Dataset entries:

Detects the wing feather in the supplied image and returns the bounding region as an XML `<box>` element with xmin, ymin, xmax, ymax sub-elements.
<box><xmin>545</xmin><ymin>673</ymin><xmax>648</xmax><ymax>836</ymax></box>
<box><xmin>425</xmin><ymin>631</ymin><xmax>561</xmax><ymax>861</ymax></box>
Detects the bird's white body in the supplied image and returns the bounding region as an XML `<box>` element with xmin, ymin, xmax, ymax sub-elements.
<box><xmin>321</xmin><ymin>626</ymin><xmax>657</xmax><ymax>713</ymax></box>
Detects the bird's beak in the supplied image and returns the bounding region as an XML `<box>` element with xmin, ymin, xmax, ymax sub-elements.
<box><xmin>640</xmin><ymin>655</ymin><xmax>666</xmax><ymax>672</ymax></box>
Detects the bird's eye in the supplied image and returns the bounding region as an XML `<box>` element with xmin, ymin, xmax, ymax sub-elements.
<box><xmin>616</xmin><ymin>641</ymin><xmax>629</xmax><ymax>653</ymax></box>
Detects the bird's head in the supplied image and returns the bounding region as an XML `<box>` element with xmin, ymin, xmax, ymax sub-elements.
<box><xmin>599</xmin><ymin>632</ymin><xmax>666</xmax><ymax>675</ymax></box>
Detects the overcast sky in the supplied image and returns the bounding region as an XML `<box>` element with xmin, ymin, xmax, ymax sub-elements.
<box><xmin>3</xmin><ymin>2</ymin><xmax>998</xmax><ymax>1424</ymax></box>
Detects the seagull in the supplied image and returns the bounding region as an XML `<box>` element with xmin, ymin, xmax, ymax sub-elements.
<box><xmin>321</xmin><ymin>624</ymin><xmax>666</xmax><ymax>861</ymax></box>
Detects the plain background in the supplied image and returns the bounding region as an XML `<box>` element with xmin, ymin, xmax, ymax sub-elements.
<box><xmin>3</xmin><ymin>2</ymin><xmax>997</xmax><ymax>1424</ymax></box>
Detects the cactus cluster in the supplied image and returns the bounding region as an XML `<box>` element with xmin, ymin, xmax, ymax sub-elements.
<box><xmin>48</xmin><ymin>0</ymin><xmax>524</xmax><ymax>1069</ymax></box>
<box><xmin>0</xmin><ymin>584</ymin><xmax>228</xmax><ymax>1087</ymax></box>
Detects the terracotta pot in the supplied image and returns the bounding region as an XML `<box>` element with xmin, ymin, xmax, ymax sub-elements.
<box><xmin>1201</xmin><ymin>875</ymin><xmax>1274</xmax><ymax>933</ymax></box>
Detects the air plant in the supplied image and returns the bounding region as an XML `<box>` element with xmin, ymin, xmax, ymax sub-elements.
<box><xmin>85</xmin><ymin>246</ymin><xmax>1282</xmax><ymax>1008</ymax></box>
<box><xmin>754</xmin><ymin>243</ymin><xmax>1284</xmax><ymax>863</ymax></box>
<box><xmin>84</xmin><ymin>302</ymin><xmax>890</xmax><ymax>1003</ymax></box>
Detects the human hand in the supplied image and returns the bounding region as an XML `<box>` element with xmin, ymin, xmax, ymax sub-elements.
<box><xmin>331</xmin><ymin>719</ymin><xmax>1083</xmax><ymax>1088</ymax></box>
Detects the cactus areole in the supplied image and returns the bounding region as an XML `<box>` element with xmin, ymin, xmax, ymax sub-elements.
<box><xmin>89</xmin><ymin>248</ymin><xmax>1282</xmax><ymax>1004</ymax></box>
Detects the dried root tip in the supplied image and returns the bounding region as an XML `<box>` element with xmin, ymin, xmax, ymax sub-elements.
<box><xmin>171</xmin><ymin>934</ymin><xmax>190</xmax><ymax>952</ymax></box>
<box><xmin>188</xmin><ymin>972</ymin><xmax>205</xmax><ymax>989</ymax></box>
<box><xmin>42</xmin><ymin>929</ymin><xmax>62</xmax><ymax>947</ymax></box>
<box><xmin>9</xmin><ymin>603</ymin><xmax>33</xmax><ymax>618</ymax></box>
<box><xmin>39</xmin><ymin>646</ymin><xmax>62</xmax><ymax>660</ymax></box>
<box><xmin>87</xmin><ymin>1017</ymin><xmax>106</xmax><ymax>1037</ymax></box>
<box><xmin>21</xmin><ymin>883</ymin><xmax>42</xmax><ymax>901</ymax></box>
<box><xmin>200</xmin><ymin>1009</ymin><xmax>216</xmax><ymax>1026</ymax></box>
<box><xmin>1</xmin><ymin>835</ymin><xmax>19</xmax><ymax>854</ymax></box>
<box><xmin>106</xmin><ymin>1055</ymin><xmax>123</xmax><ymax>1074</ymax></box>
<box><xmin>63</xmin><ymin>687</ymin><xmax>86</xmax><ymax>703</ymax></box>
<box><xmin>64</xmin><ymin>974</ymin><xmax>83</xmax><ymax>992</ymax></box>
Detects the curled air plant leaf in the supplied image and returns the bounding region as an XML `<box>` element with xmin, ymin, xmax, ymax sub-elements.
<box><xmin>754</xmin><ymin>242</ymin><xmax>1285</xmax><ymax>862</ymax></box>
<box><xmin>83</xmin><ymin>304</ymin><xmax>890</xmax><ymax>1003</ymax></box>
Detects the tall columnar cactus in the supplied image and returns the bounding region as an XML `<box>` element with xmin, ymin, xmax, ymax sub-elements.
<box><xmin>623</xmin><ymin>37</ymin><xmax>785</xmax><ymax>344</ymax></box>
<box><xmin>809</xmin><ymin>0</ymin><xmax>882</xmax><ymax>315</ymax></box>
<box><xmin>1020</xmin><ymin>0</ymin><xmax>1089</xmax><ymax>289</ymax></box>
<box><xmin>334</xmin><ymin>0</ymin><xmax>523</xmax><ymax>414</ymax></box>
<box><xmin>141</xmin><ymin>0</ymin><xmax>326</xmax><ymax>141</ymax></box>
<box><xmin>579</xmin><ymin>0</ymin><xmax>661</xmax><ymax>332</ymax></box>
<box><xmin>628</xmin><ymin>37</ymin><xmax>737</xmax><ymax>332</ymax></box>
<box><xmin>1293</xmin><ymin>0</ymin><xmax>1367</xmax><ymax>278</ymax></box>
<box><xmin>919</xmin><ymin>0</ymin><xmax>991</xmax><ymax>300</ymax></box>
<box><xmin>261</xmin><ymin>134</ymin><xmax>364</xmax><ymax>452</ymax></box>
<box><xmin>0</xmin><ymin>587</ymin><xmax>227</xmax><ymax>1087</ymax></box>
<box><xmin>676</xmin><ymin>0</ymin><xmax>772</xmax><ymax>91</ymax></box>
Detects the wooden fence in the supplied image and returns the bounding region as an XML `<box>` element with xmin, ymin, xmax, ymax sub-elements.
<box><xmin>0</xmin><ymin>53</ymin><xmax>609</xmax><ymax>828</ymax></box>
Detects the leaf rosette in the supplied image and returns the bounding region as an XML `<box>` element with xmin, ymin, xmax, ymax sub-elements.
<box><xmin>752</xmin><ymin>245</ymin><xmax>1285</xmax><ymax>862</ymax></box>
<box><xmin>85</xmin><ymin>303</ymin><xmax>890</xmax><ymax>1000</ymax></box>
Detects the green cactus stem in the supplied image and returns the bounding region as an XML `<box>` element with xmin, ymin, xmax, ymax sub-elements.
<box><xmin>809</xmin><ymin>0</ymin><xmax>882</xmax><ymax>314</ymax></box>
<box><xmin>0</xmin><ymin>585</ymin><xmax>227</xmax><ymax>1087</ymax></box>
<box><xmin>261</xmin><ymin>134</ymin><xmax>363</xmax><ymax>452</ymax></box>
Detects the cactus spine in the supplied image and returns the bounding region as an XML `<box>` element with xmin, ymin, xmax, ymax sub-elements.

Work instruction: Each line of the listing must be output once more, exactly as shown above.

Finished exercise:
Detects the wing feather in the supplied image and returns the bounding region as an XML `<box>` element with xmin, ymin, xmax, ymax sub-elements.
<box><xmin>545</xmin><ymin>673</ymin><xmax>648</xmax><ymax>836</ymax></box>
<box><xmin>425</xmin><ymin>631</ymin><xmax>561</xmax><ymax>861</ymax></box>
Detects the bird's white body in the supplied image and returns the bounding region as an XML `<box>` element with xmin, ymin, xmax, ymax sub-elements.
<box><xmin>321</xmin><ymin>626</ymin><xmax>657</xmax><ymax>713</ymax></box>
Detects the bird's beak in the supplied image and returns the bounding region as an XML `<box>` element with xmin, ymin, xmax, ymax sub-elements.
<box><xmin>640</xmin><ymin>655</ymin><xmax>666</xmax><ymax>672</ymax></box>
Detects the bird's eye in the supplied image and returns the bounding region as an XML `<box>` element with xmin, ymin, xmax, ymax sub-elements.
<box><xmin>616</xmin><ymin>641</ymin><xmax>629</xmax><ymax>653</ymax></box>
Detects the bird's head in the supplied image and returns the bounding region as an XML `<box>` element with xmin, ymin, xmax, ymax sub-elements.
<box><xmin>599</xmin><ymin>632</ymin><xmax>666</xmax><ymax>675</ymax></box>
Detects the overcast sky in the supplied image and returns the bounding region as an XML `<box>` element with xmin, ymin, xmax, ymax sub-elements.
<box><xmin>3</xmin><ymin>2</ymin><xmax>998</xmax><ymax>1424</ymax></box>
Detects the seagull in the supplied image and returns the bounding region as an XML `<box>` element with xmin, ymin, xmax, ymax sub-elements.
<box><xmin>321</xmin><ymin>624</ymin><xmax>666</xmax><ymax>861</ymax></box>
Detects the plain background in the supplied image and returns the bounding region as an XML `<box>` element with xmin, ymin, xmax, ymax sub-elements.
<box><xmin>3</xmin><ymin>2</ymin><xmax>997</xmax><ymax>1424</ymax></box>
Detects the cactus cluster in the supplied image and returns the bounding region as an XML `<box>` element with xmin, ymin, xmax, ymax sub-elements.
<box><xmin>48</xmin><ymin>0</ymin><xmax>524</xmax><ymax>1069</ymax></box>
<box><xmin>0</xmin><ymin>584</ymin><xmax>228</xmax><ymax>1087</ymax></box>
Detects the terracotta pot in the supplied image and returns the bounding region as an XML `<box>` element with xmin, ymin, xmax, ymax sub-elements.
<box><xmin>1201</xmin><ymin>875</ymin><xmax>1274</xmax><ymax>933</ymax></box>
Detects the air plant in the supplied image and returns the bounding region as an XML `<box>` element with xmin, ymin, xmax, ymax sub-elements.
<box><xmin>85</xmin><ymin>246</ymin><xmax>1282</xmax><ymax>1008</ymax></box>
<box><xmin>754</xmin><ymin>243</ymin><xmax>1284</xmax><ymax>863</ymax></box>
<box><xmin>84</xmin><ymin>302</ymin><xmax>890</xmax><ymax>1003</ymax></box>
Detects the human hand in the supplied image and returns the bounding region as an XML `<box>` element with xmin, ymin, xmax, ymax sub-elements.
<box><xmin>331</xmin><ymin>719</ymin><xmax>1083</xmax><ymax>1088</ymax></box>
Detects the cactus areole in the supplied image and returns the bounding region as an XML `<box>` element with xmin, ymin, xmax, ymax sub-elements.
<box><xmin>89</xmin><ymin>248</ymin><xmax>1282</xmax><ymax>1004</ymax></box>
Detects the dried root tip in the supplied image and returns the bounding region as an XML `<box>` element with xmin, ymin, xmax, ymax sub-elements.
<box><xmin>171</xmin><ymin>934</ymin><xmax>190</xmax><ymax>952</ymax></box>
<box><xmin>188</xmin><ymin>972</ymin><xmax>205</xmax><ymax>989</ymax></box>
<box><xmin>42</xmin><ymin>929</ymin><xmax>62</xmax><ymax>947</ymax></box>
<box><xmin>9</xmin><ymin>603</ymin><xmax>33</xmax><ymax>618</ymax></box>
<box><xmin>39</xmin><ymin>646</ymin><xmax>62</xmax><ymax>660</ymax></box>
<box><xmin>87</xmin><ymin>1017</ymin><xmax>106</xmax><ymax>1037</ymax></box>
<box><xmin>21</xmin><ymin>883</ymin><xmax>42</xmax><ymax>901</ymax></box>
<box><xmin>200</xmin><ymin>1009</ymin><xmax>216</xmax><ymax>1026</ymax></box>
<box><xmin>1</xmin><ymin>835</ymin><xmax>19</xmax><ymax>854</ymax></box>
<box><xmin>106</xmin><ymin>1055</ymin><xmax>123</xmax><ymax>1074</ymax></box>
<box><xmin>63</xmin><ymin>687</ymin><xmax>86</xmax><ymax>703</ymax></box>
<box><xmin>64</xmin><ymin>974</ymin><xmax>83</xmax><ymax>992</ymax></box>
Detects the curled air plant leaf in the supplied image and returns the bounding region as an XML `<box>` element with xmin, ymin, xmax, ymax sub-elements.
<box><xmin>754</xmin><ymin>242</ymin><xmax>1285</xmax><ymax>862</ymax></box>
<box><xmin>83</xmin><ymin>304</ymin><xmax>890</xmax><ymax>1003</ymax></box>
Detects the tall columnar cactus in the supplied image and returns the bounding region as an XML `<box>` element with xmin, ymin, xmax, ymax sub-elements.
<box><xmin>623</xmin><ymin>37</ymin><xmax>785</xmax><ymax>344</ymax></box>
<box><xmin>809</xmin><ymin>0</ymin><xmax>882</xmax><ymax>315</ymax></box>
<box><xmin>1020</xmin><ymin>0</ymin><xmax>1089</xmax><ymax>289</ymax></box>
<box><xmin>334</xmin><ymin>0</ymin><xmax>523</xmax><ymax>414</ymax></box>
<box><xmin>141</xmin><ymin>0</ymin><xmax>326</xmax><ymax>141</ymax></box>
<box><xmin>579</xmin><ymin>0</ymin><xmax>661</xmax><ymax>332</ymax></box>
<box><xmin>628</xmin><ymin>37</ymin><xmax>737</xmax><ymax>332</ymax></box>
<box><xmin>1293</xmin><ymin>0</ymin><xmax>1367</xmax><ymax>278</ymax></box>
<box><xmin>919</xmin><ymin>0</ymin><xmax>991</xmax><ymax>300</ymax></box>
<box><xmin>261</xmin><ymin>134</ymin><xmax>364</xmax><ymax>452</ymax></box>
<box><xmin>0</xmin><ymin>587</ymin><xmax>227</xmax><ymax>1087</ymax></box>
<box><xmin>676</xmin><ymin>0</ymin><xmax>772</xmax><ymax>91</ymax></box>
Detects the wooden fence in the supplied image and returns the bounding region as an XML `<box>` element with xmin, ymin, xmax, ymax sub-elements.
<box><xmin>0</xmin><ymin>53</ymin><xmax>609</xmax><ymax>828</ymax></box>
Detects the leaf rosette in the supplied image and returns the bounding region as an XML `<box>` element with xmin, ymin, xmax, ymax sub-elements.
<box><xmin>752</xmin><ymin>245</ymin><xmax>1285</xmax><ymax>862</ymax></box>
<box><xmin>85</xmin><ymin>303</ymin><xmax>890</xmax><ymax>1000</ymax></box>
Detects the green cactus stem in the supplied image and returns the bounding region as an XML `<box>` element with xmin, ymin, xmax, ymax sub-elements.
<box><xmin>809</xmin><ymin>0</ymin><xmax>882</xmax><ymax>314</ymax></box>
<box><xmin>0</xmin><ymin>585</ymin><xmax>227</xmax><ymax>1087</ymax></box>
<box><xmin>261</xmin><ymin>134</ymin><xmax>363</xmax><ymax>452</ymax></box>
Detects the cactus spine in the supplied image and returns the bounding region as an XML `<box>` element with xmin, ymin, xmax, ymax sub-elements.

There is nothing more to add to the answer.